● Problem
Copy the Rippleffect water-efficiency text from "The good news" to "achieve water efficiency.", replacing "Defra target" with "government target".

● Document segment
August 1, 2008 at 1:43 am

“Few businesses identify water as the raw material that is paid for twice – to receive it and to take away the waste.” Envirowise claims that water is not perceived to be a big contributor to rising company bills, in spite of being set to rise at 18% on average for five years. What is more, even though water is relatively cheaper than energy, it involves other costs such as pumping, heating and treatment.

The good news is that taking the sharply rising cost of water in hand is possible with the help of a new initiative called the Rippleffect, commencing in September. The initiative is being run by government-funded advice provider, Envirowise, and is aimed at UK businesses of any size. In particular, businesses in the food industry aiming to meet the Defra target of reducing water use by 20% by 2020 may find the Rippleffect gives them exactly the structured support that they need to achieve water efficiency.

The Rippleffect will benefit participants by helping them identify ways the business is using and wasting water. It will also provide businesses with an action plan to follow, and advice on how to measure the savings they are making.
Joining the Rippleffect before the 10th of September deadline could help businesses save about 30% on their water and effluents bills, which can increase to 50% by investing in capital.

The Rippleffect is a way of seriously improving water efficiency and gaining well-deserved environmental credentials for UK businesses.

● Information supplied
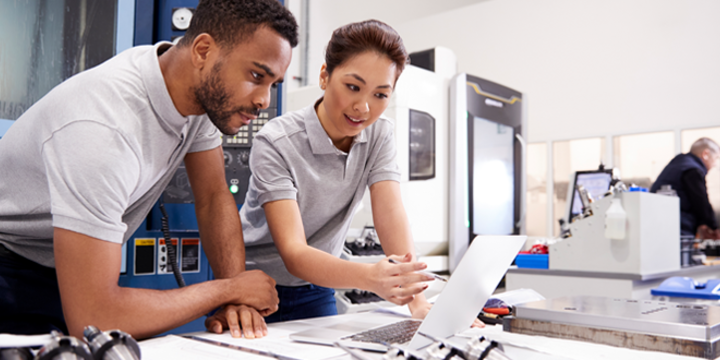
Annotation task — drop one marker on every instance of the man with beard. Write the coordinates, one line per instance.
(84, 165)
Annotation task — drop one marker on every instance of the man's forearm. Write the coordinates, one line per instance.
(144, 312)
(221, 232)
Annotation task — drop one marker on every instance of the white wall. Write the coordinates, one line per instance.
(589, 68)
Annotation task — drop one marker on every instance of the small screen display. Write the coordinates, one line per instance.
(596, 183)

● Your response
The good news is that taking the sharply rising cost of water in hand is possible with the help of a new initiative called the Rippleffect, commencing in September. The initiative is being run by government-funded advice provider, Envirowise, and is aimed at UK businesses of any size. In particular, businesses in the food industry aiming to meet the government target of reducing water use by 20% by 2020 may find the Rippleffect gives them exactly the structured support that they need to achieve water efficiency.